--- begin RECORD EXTRACTS ---
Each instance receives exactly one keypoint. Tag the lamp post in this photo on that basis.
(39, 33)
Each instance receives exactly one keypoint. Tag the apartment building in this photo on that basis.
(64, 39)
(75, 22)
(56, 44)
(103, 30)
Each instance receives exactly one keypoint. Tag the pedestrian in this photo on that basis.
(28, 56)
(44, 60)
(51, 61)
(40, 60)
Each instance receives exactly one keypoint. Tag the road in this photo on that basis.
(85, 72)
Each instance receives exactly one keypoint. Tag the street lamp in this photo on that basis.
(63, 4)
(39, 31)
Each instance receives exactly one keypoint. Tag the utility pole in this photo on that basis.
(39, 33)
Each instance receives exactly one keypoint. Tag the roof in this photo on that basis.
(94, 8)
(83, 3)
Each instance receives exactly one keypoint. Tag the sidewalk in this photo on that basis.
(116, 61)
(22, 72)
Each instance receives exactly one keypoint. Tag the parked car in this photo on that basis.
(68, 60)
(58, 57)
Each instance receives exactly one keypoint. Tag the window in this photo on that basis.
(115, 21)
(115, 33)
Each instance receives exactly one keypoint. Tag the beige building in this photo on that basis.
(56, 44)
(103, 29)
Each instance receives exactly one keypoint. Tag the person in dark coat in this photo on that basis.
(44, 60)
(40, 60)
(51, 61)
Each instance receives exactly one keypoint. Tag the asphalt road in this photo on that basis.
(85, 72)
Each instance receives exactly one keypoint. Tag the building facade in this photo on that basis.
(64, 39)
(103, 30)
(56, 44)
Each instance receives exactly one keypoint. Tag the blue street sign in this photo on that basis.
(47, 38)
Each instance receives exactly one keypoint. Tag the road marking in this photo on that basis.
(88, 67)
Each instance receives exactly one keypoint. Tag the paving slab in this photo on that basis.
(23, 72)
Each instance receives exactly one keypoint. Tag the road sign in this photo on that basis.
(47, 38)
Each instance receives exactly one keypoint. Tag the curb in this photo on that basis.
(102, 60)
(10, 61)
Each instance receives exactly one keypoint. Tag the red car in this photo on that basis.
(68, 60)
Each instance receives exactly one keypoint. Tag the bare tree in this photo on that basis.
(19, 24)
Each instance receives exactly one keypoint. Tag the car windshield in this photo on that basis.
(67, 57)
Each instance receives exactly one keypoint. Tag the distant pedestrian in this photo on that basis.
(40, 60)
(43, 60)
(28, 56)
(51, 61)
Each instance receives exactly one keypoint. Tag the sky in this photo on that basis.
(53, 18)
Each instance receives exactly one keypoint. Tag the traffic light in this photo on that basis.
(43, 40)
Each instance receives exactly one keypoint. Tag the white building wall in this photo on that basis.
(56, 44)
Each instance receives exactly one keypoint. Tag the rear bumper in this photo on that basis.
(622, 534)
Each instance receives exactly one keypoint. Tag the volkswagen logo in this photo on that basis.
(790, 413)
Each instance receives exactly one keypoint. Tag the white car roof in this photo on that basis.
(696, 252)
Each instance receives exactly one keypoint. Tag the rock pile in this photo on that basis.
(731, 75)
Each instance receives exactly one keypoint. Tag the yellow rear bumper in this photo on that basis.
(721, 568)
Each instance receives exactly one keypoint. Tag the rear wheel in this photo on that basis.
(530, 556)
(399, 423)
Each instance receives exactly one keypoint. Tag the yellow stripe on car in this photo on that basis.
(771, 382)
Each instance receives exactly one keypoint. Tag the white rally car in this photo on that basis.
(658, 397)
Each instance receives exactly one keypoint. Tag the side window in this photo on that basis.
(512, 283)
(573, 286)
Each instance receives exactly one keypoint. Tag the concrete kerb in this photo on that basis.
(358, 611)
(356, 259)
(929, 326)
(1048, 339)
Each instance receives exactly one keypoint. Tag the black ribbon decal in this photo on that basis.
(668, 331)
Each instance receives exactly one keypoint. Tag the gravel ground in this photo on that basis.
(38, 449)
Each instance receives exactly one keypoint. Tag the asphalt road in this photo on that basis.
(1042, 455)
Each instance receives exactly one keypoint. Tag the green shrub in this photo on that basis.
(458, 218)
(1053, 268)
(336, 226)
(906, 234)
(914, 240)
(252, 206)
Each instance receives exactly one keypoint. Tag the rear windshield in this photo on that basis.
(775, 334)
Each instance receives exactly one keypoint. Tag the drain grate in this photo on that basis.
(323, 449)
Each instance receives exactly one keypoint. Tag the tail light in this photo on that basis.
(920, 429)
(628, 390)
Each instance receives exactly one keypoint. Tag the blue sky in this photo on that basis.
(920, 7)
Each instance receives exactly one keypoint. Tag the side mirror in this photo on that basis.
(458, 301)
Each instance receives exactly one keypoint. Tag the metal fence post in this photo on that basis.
--- end RECORD EXTRACTS ---
[WHAT YOU ARE ASKED TO DO] Take the entries and copy them out exactly.

[THE COMPLETED TASK]
Each instance receives exactly one keypoint. Tag the lamp post in this photo on that basis.
(39, 33)
Each instance receives exactly one keypoint. Tag the apartment building in this photo on that basis.
(64, 39)
(75, 22)
(56, 44)
(103, 30)
Each instance receives exactly one keypoint. Tag the pedestrian in this photo on that basis.
(28, 56)
(44, 60)
(51, 61)
(40, 60)
Each instance receives exactly one keypoint. Tag the road in this photo on that basis.
(85, 72)
Each instance receives exactly one keypoint. Tag the street lamp in this photo on that basis.
(63, 4)
(39, 31)
Each instance receives exactly one keypoint. Tag the utility pole in this photo on that basis.
(39, 33)
Each instance receives exactly one keypoint. Tag the roof in this photo on that basis.
(94, 8)
(83, 3)
Each instance receives exactly one keypoint. Tag the sidewalk in this photo on that basis.
(116, 61)
(22, 72)
Each instance receives exactly one keypoint. Tag the parked car in this photo on that basis.
(68, 60)
(58, 57)
Each instance receives exactly one keypoint. Tag the window in this photo on that basis.
(115, 21)
(115, 33)
Each instance receives exactly one keypoint. Tag the beige building in this photo on that basis.
(56, 44)
(103, 29)
Each instance receives exactly one keypoint. Tag the person in dark coat in this photo on that basis.
(44, 60)
(40, 60)
(51, 61)
Each instance receives exactly one keypoint. Tag the asphalt road in this photo on that basis.
(85, 72)
Each instance receives exactly one keypoint. Tag the building facade in this photo on that basis.
(64, 39)
(103, 30)
(56, 44)
Each instance receives exactly one keypoint. Tag the blue street sign in this photo on that basis.
(47, 38)
Each instance receives exactly one keypoint. Tag the road marking in this photo on that basis.
(88, 67)
Each instance receives exactly one keypoint. Tag the paving slab in this photo on that basis.
(23, 72)
Each instance receives exactly one keypoint. Tag the road sign in this photo on that basis.
(47, 38)
Each instance receives exactly one keypoint. Tag the curb in this photo on that basis.
(102, 60)
(10, 61)
Each instance receives exactly one keypoint. Tag the red car in this photo on that basis.
(68, 60)
Each instance receives exactly one keypoint. Tag the bare tree in this photo on that basis.
(19, 24)
Each instance receives exactly one keypoint. Tag the car windshield in this photo on that basis.
(67, 57)
Each instance receives exactly one keypoint. Tag the distant pedestrian in this photo on that basis.
(40, 60)
(43, 60)
(28, 56)
(51, 61)
Each instance receives exactly one keypoint. Tag the sky in this photo on that basis.
(53, 18)
Each instance receives exactly one keypoint. Tag the traffic light in this photo on that basis.
(43, 40)
Each instance receives exactly one keypoint. Tag the white building wall in this photo on that basis.
(56, 44)
Each instance receives exactly one keypoint. Tag the rear bumper in this photo on that basis.
(622, 534)
Each instance receives exactly one keypoint. Tag the volkswagen logo in this photo on that basis.
(790, 413)
Each instance receives exactly one keypoint. Tag the white car roof in this photo on that basis.
(696, 252)
Each instance receives exactly one keypoint. Tag the rock pile in this photo on that basis.
(731, 75)
Each instance receives exactly one keypoint. Tag the yellow rear bumper in this photo on that basis.
(721, 568)
Each instance receives exactly one keypoint. Tag the rear wheel in this photo on that basis.
(530, 556)
(399, 423)
Each instance receives exactly one keypoint. Tag the yellow stripe on car in this photo on that basis.
(771, 382)
Each instance receives exactly one keypoint. Tag the white rally car in this photo on that basis.
(658, 397)
Each instance receives exactly one keypoint. Tag the side window in this photo on that basis.
(512, 283)
(573, 286)
Each instance receives exactly one keypoint. Tag the concrete kerb in this photo on that basis.
(358, 611)
(356, 259)
(929, 326)
(1048, 339)
Each instance receives exactly one keypoint. Tag the black ribbon decal in this photo on that basis.
(668, 331)
Each instance receives exactly one keypoint. Tag the gravel ground in this photo on that basis.
(38, 449)
Each instance receives exactly one keypoint. Tag the asphalt road in this photo on that basis.
(1042, 455)
Each instance receives exactly one keypoint. Tag the green shrub in this photo on that basis.
(458, 218)
(1053, 268)
(336, 226)
(906, 234)
(914, 240)
(252, 206)
Each instance receives exactly one keypoint. Tag the rear windshield in this photo on that basis.
(775, 334)
Each instance receives exactly one keypoint. Tag the drain grate in this photo on that basis.
(323, 449)
Each instance receives exactly one keypoint. Tag the tail light in this photo on that basis.
(920, 429)
(628, 390)
Each instance receives exactly one keypoint. Tag the blue sky in this photo on that basis.
(920, 7)
Each instance receives exactly one keypoint. Tag the side mirror in this photo on that basis.
(458, 301)
Each instance receives exactly one keypoint. Tag the metal fence post in this photo on that basis.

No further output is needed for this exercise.